● Work to be completed
Please retype all the data below exactly, line for line.
+++
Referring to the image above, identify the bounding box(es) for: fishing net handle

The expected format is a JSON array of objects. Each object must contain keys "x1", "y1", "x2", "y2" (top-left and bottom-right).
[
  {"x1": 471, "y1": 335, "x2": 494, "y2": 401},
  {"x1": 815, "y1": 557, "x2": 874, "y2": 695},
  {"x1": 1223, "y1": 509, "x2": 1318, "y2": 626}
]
+++
● Output for this exercise
Referring to the image above, identify the bounding box(es) for: fishing net handle

The expected format is a JSON array of objects. Each object must contain keys "x1", "y1", "x2", "y2" (top-left and bottom-right).
[
  {"x1": 471, "y1": 335, "x2": 494, "y2": 401},
  {"x1": 815, "y1": 557, "x2": 874, "y2": 695},
  {"x1": 1223, "y1": 509, "x2": 1318, "y2": 626}
]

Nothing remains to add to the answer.